- [EXTRACTED RECORDS]
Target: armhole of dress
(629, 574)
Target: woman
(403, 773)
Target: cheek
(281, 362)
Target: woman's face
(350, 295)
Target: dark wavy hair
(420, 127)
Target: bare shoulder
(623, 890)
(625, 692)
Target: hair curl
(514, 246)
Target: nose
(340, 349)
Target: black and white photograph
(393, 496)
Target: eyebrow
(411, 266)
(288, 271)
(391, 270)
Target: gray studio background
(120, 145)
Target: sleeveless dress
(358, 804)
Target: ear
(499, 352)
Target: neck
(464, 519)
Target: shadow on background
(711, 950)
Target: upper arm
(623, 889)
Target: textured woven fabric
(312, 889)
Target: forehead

- [CHALLENGE]
Write out all of the records above word for word, keeping every line in its original order.

- [FINAL RESULT]
Target: armhole of dress
(629, 574)
Target: woman
(403, 773)
Target: cheek
(281, 362)
Target: woman's face
(350, 295)
Target: dark wavy hair
(420, 127)
Target: bare shoulder
(623, 890)
(625, 692)
Target: hair curl
(514, 246)
Target: nose
(340, 349)
Target: black and white photograph
(393, 496)
Target: eyebrow
(411, 266)
(288, 271)
(391, 270)
Target: gray studio background
(120, 145)
Target: sleeveless dress
(358, 804)
Target: ear
(499, 352)
Target: neck
(464, 519)
Target: shadow on background
(711, 950)
Target: upper arm
(623, 889)
Target: textured woven fabric
(312, 889)
Target: forehead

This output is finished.